◆ **Exercise material**:

=== Section Start ===

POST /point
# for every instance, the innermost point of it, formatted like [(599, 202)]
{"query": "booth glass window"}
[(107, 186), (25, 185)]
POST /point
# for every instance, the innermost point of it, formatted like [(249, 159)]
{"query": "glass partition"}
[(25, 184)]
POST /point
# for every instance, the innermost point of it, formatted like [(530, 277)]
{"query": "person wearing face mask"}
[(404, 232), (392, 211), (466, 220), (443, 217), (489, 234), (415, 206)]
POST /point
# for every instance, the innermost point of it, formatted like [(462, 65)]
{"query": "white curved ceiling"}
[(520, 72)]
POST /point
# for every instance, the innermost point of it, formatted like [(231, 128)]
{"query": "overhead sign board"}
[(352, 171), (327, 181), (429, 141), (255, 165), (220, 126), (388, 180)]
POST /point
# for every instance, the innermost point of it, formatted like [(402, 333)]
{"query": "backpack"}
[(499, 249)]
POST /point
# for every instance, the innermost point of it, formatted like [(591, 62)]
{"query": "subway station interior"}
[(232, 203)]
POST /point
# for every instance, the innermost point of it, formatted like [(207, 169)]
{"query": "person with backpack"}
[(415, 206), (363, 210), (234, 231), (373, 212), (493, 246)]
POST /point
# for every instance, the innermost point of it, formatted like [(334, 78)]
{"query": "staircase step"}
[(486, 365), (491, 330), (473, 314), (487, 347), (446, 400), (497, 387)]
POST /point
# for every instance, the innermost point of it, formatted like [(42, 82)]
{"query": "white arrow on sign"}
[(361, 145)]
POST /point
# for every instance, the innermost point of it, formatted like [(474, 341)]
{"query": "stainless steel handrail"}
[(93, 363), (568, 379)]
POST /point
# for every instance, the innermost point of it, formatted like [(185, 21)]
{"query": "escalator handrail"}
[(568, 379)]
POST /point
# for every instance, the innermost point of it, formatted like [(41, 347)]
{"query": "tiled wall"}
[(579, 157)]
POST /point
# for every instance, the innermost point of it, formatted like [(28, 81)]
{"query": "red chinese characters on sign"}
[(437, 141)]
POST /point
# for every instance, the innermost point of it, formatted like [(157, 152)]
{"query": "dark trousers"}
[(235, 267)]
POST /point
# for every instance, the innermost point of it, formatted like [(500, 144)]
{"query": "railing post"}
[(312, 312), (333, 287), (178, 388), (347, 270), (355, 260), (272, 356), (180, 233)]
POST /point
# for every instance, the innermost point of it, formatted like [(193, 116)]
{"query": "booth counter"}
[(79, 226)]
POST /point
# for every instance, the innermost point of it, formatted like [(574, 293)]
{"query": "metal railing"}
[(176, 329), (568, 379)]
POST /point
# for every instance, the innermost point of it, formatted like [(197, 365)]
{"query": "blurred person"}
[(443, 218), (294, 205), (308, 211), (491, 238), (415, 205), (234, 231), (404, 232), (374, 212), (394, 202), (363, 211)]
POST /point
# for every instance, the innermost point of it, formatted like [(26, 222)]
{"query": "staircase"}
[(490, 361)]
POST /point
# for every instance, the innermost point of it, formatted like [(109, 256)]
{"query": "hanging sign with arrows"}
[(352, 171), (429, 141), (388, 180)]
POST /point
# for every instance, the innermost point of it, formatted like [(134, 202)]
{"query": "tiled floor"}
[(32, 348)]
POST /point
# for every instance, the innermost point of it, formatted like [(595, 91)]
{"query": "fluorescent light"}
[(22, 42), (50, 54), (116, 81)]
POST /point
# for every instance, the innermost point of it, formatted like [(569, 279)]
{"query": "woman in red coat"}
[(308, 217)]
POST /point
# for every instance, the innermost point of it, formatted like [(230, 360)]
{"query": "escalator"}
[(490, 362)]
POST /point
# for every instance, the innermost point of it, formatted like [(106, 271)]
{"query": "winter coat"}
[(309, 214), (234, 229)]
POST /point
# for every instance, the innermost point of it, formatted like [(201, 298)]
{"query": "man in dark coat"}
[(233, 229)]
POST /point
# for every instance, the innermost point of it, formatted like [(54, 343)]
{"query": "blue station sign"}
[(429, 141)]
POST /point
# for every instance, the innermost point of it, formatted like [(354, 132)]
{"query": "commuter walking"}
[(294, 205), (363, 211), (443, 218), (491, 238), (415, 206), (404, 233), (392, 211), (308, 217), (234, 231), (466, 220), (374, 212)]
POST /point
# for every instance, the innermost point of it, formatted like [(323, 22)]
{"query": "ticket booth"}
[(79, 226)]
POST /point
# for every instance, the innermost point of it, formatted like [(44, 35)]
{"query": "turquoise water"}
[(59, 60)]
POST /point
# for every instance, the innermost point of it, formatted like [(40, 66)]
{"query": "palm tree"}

=== Section End ===

◆ **Exercise requirements**: Transcribe every line above, character for character.

◆ **Exercise output**:
POST /point
# for every instance, the innermost point of it, formatted like [(599, 202)]
{"query": "booth glass window"}
[(107, 186), (25, 185)]
POST /point
# for every instance, the innermost point of it, formatted like [(249, 159)]
{"query": "glass partition"}
[(25, 184)]
POST /point
# for every instance, the innermost point of it, formatted like [(530, 277)]
{"query": "person wearing face mask"}
[(404, 232), (392, 211), (466, 220), (443, 217), (489, 234), (415, 206)]
POST /point
# for every instance, the innermost point of it, formatted like [(462, 65)]
{"query": "white curved ceiling"}
[(520, 72)]
POST /point
# for every instance, the innermost point of it, formatted like [(231, 128)]
{"query": "overhead sign board"}
[(352, 171), (327, 181), (429, 141), (255, 165), (220, 126), (388, 180)]
POST /point
# for every instance, the innermost point of it, formatted like [(402, 333)]
{"query": "backpack"}
[(499, 249)]
POST /point
# for every instance, the innermost point of it, formatted like [(591, 62)]
{"query": "subway station interior"}
[(232, 203)]
POST /point
# for every instance, the innermost point of it, formatted like [(207, 169)]
{"query": "person with backpack"}
[(415, 206), (363, 210), (234, 231), (373, 212), (493, 246)]
POST /point
# for every instance, the innermost point of it, formatted like [(334, 78)]
{"query": "staircase step"}
[(486, 365), (491, 330), (473, 314), (487, 347), (446, 400), (497, 387)]
POST /point
# for every instance, the innermost point of it, formatted like [(42, 82)]
{"query": "white arrow on sign"}
[(361, 145)]
POST /point
# for every instance, the innermost point of it, formatted like [(474, 341)]
{"query": "stainless steel handrail"}
[(93, 363), (568, 379)]
POST /point
# for every instance, the innermost point of it, formatted like [(185, 21)]
{"query": "escalator handrail"}
[(568, 379)]
POST /point
# for every instance, the innermost point of it, formatted like [(41, 347)]
{"query": "tiled wall"}
[(579, 157)]
POST /point
# for every instance, the innermost point of it, formatted like [(28, 81)]
{"query": "red chinese characters on sign"}
[(437, 141)]
POST /point
# for every instance, the innermost point of it, formatted like [(157, 152)]
{"query": "dark trousers"}
[(235, 267)]
POST /point
# for every instance, the innermost point of it, formatted like [(500, 144)]
{"query": "railing post"}
[(312, 312), (333, 287), (178, 388), (347, 270), (355, 260), (272, 356), (180, 233)]
POST /point
# for every instance, the innermost point of it, formatted like [(193, 116)]
{"query": "booth counter"}
[(79, 226)]
POST /point
# for every instance, the innermost point of it, formatted like [(574, 293)]
{"query": "metal railing"}
[(176, 329), (568, 379)]
POST /point
# for every instance, the innermost point of it, formatted like [(197, 365)]
{"query": "blurred person"}
[(443, 218), (294, 205), (308, 211), (491, 238), (415, 205), (234, 231), (404, 232), (374, 212), (394, 202), (363, 211)]
POST /point
# for every instance, the innermost point of it, formatted like [(26, 222)]
{"query": "staircase"}
[(490, 361)]
POST /point
# for every instance, the innermost point of it, formatted like [(109, 256)]
{"query": "hanging sign with arrows"}
[(352, 171), (429, 141), (388, 180)]
POST /point
# for every instance, the innermost point of it, formatted like [(134, 202)]
{"query": "tiled floor"}
[(32, 348)]
POST /point
# for every instance, the innermost point of it, formatted like [(595, 91)]
{"query": "fluorescent light"}
[(22, 42), (50, 54), (116, 81)]
POST /point
# for every instance, the innermost point of it, formatted like [(569, 279)]
{"query": "woman in red coat"}
[(308, 217)]
POST /point
# for every instance, the innermost point of it, formatted like [(230, 360)]
{"query": "escalator"}
[(490, 362)]
POST /point
# for every instance, the innermost point of it, formatted like [(106, 271)]
{"query": "winter coat"}
[(309, 214), (234, 229)]
POST /point
# for every instance, the innermost point of it, formatted like [(201, 298)]
{"query": "man in dark coat"}
[(233, 229)]
POST /point
# for every instance, the innermost point of it, formatted like [(54, 343)]
{"query": "blue station sign"}
[(429, 141)]
POST /point
# for every instance, the innermost point of it, formatted like [(354, 132)]
{"query": "commuter walking"}
[(294, 205), (363, 211), (443, 218), (491, 238), (415, 206), (404, 233), (392, 211), (308, 217), (234, 231), (466, 220), (374, 212)]
POST /point
# for every instance, the innermost point of it, formatted like [(323, 22)]
{"query": "ticket booth"}
[(79, 226)]
POST /point
# for every instance, the innermost point of it, formatted like [(44, 35)]
{"query": "turquoise water"}
[(59, 60)]
POST /point
# for every instance, the innermost point of it, formatted like [(40, 66)]
{"query": "palm tree"}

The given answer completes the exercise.